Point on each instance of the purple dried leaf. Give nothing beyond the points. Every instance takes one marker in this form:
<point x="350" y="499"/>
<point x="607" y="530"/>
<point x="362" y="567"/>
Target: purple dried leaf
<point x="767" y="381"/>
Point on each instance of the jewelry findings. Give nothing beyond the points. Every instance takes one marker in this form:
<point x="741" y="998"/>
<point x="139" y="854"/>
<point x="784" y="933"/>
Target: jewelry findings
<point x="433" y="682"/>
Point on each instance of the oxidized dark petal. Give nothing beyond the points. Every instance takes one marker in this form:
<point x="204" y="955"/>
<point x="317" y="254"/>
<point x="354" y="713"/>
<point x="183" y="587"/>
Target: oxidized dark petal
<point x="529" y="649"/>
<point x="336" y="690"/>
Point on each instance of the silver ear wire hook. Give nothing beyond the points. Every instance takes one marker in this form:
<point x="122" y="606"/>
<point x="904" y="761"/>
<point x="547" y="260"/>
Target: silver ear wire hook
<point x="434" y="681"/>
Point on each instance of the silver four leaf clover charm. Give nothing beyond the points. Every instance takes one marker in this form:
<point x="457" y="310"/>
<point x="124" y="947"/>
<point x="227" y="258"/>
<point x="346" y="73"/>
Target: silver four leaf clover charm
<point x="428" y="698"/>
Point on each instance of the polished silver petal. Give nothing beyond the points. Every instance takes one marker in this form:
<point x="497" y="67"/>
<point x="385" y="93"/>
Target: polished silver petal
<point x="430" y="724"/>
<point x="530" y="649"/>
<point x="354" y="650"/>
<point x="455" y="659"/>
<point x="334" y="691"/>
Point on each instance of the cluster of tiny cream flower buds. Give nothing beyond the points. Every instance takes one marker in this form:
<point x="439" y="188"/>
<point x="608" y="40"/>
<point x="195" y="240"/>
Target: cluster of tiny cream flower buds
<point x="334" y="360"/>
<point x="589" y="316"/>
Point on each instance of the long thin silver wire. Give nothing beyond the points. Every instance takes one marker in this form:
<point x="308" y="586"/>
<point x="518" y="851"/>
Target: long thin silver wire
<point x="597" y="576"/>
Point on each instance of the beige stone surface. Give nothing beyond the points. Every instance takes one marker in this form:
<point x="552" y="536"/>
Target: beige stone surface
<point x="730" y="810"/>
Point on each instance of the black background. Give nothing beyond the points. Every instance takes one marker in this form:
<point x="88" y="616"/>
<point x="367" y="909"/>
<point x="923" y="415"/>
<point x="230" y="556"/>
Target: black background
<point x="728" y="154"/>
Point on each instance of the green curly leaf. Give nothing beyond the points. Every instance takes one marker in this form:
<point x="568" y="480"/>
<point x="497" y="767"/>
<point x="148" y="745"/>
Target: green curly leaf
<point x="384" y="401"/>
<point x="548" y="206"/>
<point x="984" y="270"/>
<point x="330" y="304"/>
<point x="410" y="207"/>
* * * *
— TASK DESCRIPTION —
Only the lines from the one containing "Point on each instance of the black" to the end of the data should be printed, exactly as they stand.

— THE OUTPUT —
Point on each instance of the black background. Give nothing beyond the points. Every instance takes one marker in this form:
<point x="88" y="616"/>
<point x="367" y="909"/>
<point x="923" y="415"/>
<point x="230" y="556"/>
Target: black background
<point x="728" y="154"/>
Point on each instance of the green curly leaf. Give nothing beyond the points. Every instance takes one marker in this form:
<point x="568" y="480"/>
<point x="497" y="767"/>
<point x="148" y="745"/>
Target: green curly leaf
<point x="384" y="401"/>
<point x="548" y="206"/>
<point x="984" y="270"/>
<point x="330" y="304"/>
<point x="410" y="207"/>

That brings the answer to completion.